--- Instruksi yang Diberikan 1 ---
Kutiplah bagian tulisan tentang warga desa perbatasan, yaitu rentang dari "Oleh harmen batubara" sampai dengan "Pemerintah Daerah setempat.", tanpa mengubah satu kata pun.
--- Instruksi yang Diberikan 2 ---
Tentukan apakah setiap pernyataan berikut sesuai dengan tulisan tentang warga desa perbatasan, lalu jawab ya atau tidak disertai kutipan kata-kata tulisan yang menentukan jawaban itu. (a) Sedikitnya empat kementerian atau lembaga terlibat dalam membangun desa perbatasan. (b) Tulisan tersebut bertujuan menilai keputusan Presiden mengganti menteri. (c) Warga di perkampungan nelayan umumnya memiliki motor pencari ikan berukuran 5 gros ton.

==== Kutipan Halaman

Oleh harmen batubara
Menteri Desa, Pembangunan
Daerah Tertinggal, dan Transmigrasi termasuk salah satu yang di “ganti” oleh
Presiden Jokowi, tentu beliaulah yang tahu alasan persisnya. Dan tulisan ini
sama sekali jauh dari upaya untuk memberikan penilaian. Karena itu sepenuhnya
hak Presiden. Sebagai pemerhati kehidupan masyarakat termarjinalkan di desa-desa
perbatasan dan desa tertinggal, saya sering tidak menemukan “gatukannya” atau
kaitannya antara program yang digagas oleh Pemerintah dengan kondisi riel
masyarakat yang terpinggirkan. Terkait membangun desa perbatasan ada minimal empat
Kementerian/Lembaga (K/L) yang terlibat yakni : BNPP (badan nasional pengelola
perbatasan);Kementerian Desa,Pembangunan Daerah Tertinggal & Transmigrasi,
Kementerian Kelautan & Perikaanan serta Pemerintah Daerah setempat.
Baca Juga : Berdayakan Warga Perbatasan
Masalah utama rakyat
terpinggirkan ini ada pada tiga pokok persoalan yang betul-betul mereka
butuhkan yakni adanya sumber pendapatan (usaha, tani,sawah,kebun dll) agar bisa
berusaha; adanya layanan kesehatan agar mereka bisa berobat, dan adanya sarana
pendidikan agar anak-anak mereka bisa bersekolah.Umumnya warga perbatasan tidak
mempunyai pekerjaan tetap yang memberikan mereka penghasilan. Kalau itu
dimasyarakat pertanian, maka mereka ini tidak punya lahan sawah. Kalau mereka
ini di perkampungan nelayan, maka mereka ini tidak punya motor pencari ikan
meski hanya dengan ukuran 5 gros ton (ukuran paling kecil). Kalau mereka di
perbatasan, mereka tidak punya lahan untuk bercocok tanam dan kalaupun ada maka
sarana transportasinya yang tidak ada. Jadi masalah mereka ini umumnya tidak
punya sarana usaha yang bisa memberikan mereka penghasilan. Yang ada hanyalah
jadi pekerja serabutan, kalau di perbatasan ya jadi peramu hasil hutan musiman.

========
==== Materi Hasil Ekstraksi

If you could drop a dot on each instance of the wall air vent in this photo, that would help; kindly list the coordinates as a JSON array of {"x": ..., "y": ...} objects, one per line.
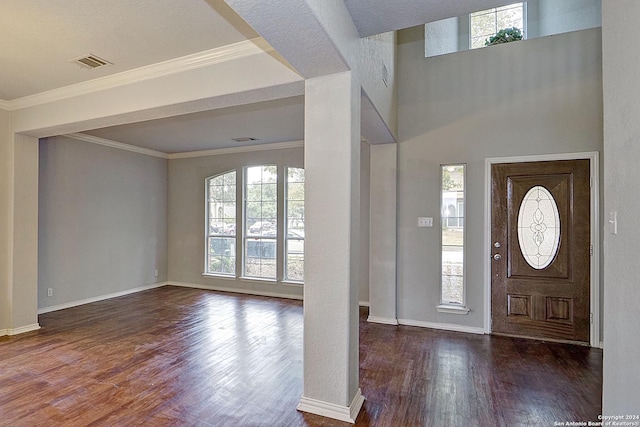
[{"x": 90, "y": 61}]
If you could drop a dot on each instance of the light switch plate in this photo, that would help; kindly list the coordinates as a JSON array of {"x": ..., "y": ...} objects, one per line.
[{"x": 425, "y": 222}]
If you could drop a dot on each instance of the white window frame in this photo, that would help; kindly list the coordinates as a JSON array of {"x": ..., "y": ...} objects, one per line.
[
  {"x": 246, "y": 237},
  {"x": 208, "y": 227},
  {"x": 448, "y": 306},
  {"x": 494, "y": 10}
]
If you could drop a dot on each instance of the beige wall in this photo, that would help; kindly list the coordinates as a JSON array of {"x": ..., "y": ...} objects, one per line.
[
  {"x": 621, "y": 373},
  {"x": 538, "y": 96}
]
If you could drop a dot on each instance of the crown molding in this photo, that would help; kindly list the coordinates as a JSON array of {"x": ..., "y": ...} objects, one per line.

========

--- Jawaban Tertulis 1 ---
Oleh harmen batubara
Menteri Desa, Pembangunan
Daerah Tertinggal, dan Transmigrasi termasuk salah satu yang di “ganti” oleh
Presiden Jokowi, tentu beliaulah yang tahu alasan persisnya. Dan tulisan ini
sama sekali jauh dari upaya untuk memberikan penilaian. Karena itu sepenuhnya
hak Presiden. Sebagai pemerhati kehidupan masyarakat termarjinalkan di desa-desa
perbatasan dan desa tertinggal, saya sering tidak menemukan “gatukannya” atau
kaitannya antara program yang digagas oleh Pemerintah dengan kondisi riel
masyarakat yang terpinggirkan. Terkait membangun desa perbatasan ada minimal empat
Kementerian/Lembaga (K/L) yang terlibat yakni : BNPP (badan nasional pengelola
perbatasan);Kementerian Desa,Pembangunan Daerah Tertinggal & Transmigrasi,
Kementerian Kelautan & Perikaanan serta Pemerintah Daerah setempat.

--- Jawaban Tertulis 2 ---
(a) Ya: "Terkait membangun desa perbatasan ada minimal empat Kementerian/Lembaga (K/L) yang terlibat"
(b) Tidak: "Dan tulisan ini sama sekali jauh dari upaya untuk memberikan penilaian."
(c) Tidak: "maka mereka ini tidak punya motor pencari ikan meski hanya dengan ukuran 5 gros ton (ukuran paling kecil)"